* [EXERCISE REQUIREMENTS]: Recast the material below as a Markdown table with the columns Row and Line, covering only the lines between the one holding "Reviewer note: confirm that every instance of the orange" and the one holding "Reviewer note: confirm that every instance of the wall", inclusive. Give each line its own numbered row and leave out blank lines.

* [MATERIAL]:
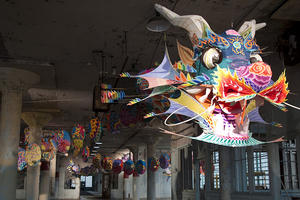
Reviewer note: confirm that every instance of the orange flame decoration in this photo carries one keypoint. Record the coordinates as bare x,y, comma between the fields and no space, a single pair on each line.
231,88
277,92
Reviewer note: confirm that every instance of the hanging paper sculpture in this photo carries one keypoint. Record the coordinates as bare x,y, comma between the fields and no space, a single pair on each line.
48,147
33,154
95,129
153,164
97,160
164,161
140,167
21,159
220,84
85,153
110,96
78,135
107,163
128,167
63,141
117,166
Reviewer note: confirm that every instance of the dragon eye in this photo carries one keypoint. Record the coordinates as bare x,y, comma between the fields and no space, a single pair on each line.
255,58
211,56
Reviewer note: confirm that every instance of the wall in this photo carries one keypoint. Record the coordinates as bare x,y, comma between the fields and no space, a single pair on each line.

* * *

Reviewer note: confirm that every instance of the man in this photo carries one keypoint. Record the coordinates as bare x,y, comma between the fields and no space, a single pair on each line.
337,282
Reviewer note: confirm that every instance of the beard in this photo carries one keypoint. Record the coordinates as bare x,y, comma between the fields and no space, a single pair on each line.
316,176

* [RESULT OF THE EXERCISE]:
| Row | Line |
|---|---|
| 1 | Reviewer note: confirm that every instance of the orange flame decoration in this photo carries one keypoint. Record the coordinates as bare x,y, comma between the fields and no space, a single pair on each line. |
| 2 | 231,88 |
| 3 | 277,92 |
| 4 | Reviewer note: confirm that every instance of the hanging paper sculpture in this photo carries one keypoint. Record the coordinates as bare x,y, comma between the fields and no space, a single pair on each line. |
| 5 | 48,147 |
| 6 | 33,154 |
| 7 | 95,129 |
| 8 | 153,164 |
| 9 | 97,160 |
| 10 | 164,161 |
| 11 | 140,167 |
| 12 | 21,159 |
| 13 | 220,84 |
| 14 | 85,153 |
| 15 | 110,96 |
| 16 | 78,135 |
| 17 | 107,163 |
| 18 | 128,167 |
| 19 | 63,141 |
| 20 | 117,166 |
| 21 | Reviewer note: confirm that every instance of the dragon eye in this photo carries one keypoint. Record the coordinates as bare x,y, comma between the fields and no space, a single pair on each line. |
| 22 | 255,58 |
| 23 | 211,56 |
| 24 | Reviewer note: confirm that every instance of the wall in this photo carries one keypoint. Record the coordinates as bare x,y, comma between the fields and no space, a single pair on each line. |